### Directive 1
In the entries below, rewrite everything from the line containing "Mark a point on each instance of the sky" down to the line containing "[(181, 430)]" as a numbered list, leaving out any blank lines.

Photos by Mary Hurlbut

Everyone should have the pleasure of meeting Ricky Figueroa.   Why? Because it never hurts to meet someone who genuinely cares about others.  It also never hurts to meet someone who can teach you something you didn’t think you needed to learn. So, while it may be a difficult prospect to schedule lunch with a man who works from 4 p.m. to 2 a.m. (longer on weekends) six days a week, if the opportunity should present itself – jump on it.

For the last five years, Ricky Figueroa has worked the night shift at the Stop-N-Go in north Laguna.  Prior to that he worked at the Mobil station downtown for four years, also the night shift. So he’s certainly adapted to those long, late night and early morning hours.  “I like the night.  Everybody is happy to be off school or off work, plus after 10 it gets very quiet.  I feel safe,” he explains.

Ricky Figueroa 

Finding an after hours community

The fact that he prefers working at night is not what made such an impression on me (although, it does seem incredibly challenging for a non-night owl like myself).  What affected me so profoundly was the true enjoyment he derives from his job.  As he explains it, “When I’m working it’s when I feel like I’m home.  It’s more of a social life.  Friends come in and visit.  People come by after work.  I can help people if they need something.  I feel very blessed.”   The Mobil station did not provide quite the same experience.  It didn’t have the sense of community the Stop-n-Go does.  And after listening to Figueroa discuss the people, particularly the kids, who frequent the store it is obvious how important community is to him.

### Data supplied
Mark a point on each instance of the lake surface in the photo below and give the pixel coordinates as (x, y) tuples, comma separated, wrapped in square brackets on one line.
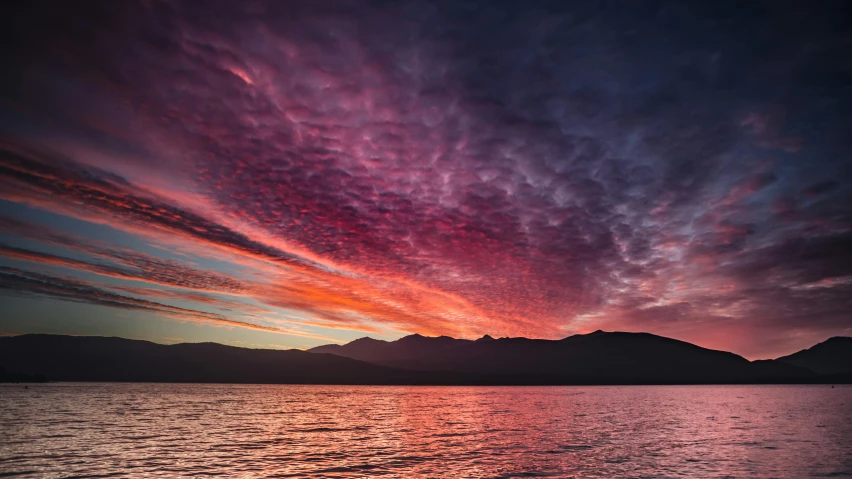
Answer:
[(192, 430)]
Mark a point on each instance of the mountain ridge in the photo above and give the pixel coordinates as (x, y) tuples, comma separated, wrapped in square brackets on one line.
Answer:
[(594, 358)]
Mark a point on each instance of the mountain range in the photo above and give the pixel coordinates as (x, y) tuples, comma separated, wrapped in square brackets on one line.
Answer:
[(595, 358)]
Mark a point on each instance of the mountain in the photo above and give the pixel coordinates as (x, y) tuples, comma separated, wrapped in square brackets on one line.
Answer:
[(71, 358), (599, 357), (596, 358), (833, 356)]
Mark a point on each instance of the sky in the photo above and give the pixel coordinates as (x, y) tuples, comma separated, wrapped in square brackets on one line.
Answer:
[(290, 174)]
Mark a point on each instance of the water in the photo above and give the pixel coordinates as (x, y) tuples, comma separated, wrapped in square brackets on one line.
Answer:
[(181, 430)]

* * *

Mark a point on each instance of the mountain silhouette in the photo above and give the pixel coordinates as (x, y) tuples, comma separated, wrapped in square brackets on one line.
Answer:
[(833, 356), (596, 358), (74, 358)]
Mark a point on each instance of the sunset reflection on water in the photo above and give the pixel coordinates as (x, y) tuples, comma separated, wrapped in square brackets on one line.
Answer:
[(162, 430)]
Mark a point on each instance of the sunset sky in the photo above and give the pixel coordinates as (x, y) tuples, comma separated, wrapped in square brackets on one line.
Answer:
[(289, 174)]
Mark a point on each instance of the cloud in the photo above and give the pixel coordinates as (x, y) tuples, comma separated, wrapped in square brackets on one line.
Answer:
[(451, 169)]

...

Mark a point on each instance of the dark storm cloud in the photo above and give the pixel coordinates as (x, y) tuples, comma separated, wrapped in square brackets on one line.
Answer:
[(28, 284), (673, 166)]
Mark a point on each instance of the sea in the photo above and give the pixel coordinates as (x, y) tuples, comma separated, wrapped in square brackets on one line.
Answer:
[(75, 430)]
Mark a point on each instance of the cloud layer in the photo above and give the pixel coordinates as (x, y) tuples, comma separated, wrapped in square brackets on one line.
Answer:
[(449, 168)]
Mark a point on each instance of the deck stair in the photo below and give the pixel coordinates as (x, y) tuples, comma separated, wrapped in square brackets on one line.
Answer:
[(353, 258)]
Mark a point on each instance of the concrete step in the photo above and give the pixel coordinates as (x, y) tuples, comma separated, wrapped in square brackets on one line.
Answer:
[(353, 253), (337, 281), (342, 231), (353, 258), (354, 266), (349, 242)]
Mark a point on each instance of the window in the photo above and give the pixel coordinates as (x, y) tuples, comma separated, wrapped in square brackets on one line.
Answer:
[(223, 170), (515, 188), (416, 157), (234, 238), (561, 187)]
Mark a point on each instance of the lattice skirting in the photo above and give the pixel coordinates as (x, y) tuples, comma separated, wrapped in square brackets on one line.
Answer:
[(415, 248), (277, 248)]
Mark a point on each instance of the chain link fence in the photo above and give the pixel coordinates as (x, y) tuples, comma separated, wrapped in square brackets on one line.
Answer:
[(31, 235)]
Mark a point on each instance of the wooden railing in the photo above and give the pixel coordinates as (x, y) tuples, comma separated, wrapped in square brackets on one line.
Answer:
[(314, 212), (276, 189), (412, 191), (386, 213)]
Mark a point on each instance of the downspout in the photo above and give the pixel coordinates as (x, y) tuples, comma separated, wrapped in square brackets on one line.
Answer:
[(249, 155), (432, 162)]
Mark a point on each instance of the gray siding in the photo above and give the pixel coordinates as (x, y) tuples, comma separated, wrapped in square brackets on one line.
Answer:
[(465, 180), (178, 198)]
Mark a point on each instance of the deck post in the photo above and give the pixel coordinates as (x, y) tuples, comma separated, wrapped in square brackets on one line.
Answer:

### Directive 2
Answer these about the profile of Ricky Figueroa:
(a) What hours does he work?
(b) How long has he worked the night shift at the Stop-N-Go?
(c) What did the Mobil station lack that the Stop-n-Go has?

### Full answer 1
1. Mark a point on each instance of the sky in the photo above and give the pixel coordinates as (x, y) tuples, comma separated, wrapped in square brackets on one line.
2. Answer:
3. [(290, 174)]
4. Mark a point on each instance of the water in the photo above and give the pixel coordinates as (x, y) tuples, comma separated, wrapped in square brackets on one line.
5. Answer:
6. [(181, 430)]

### Full answer 2
(a) From 4 p.m. to 2 a.m., six days a week, and longer on weekends.
(b) For the last five years.
(c) A sense of community.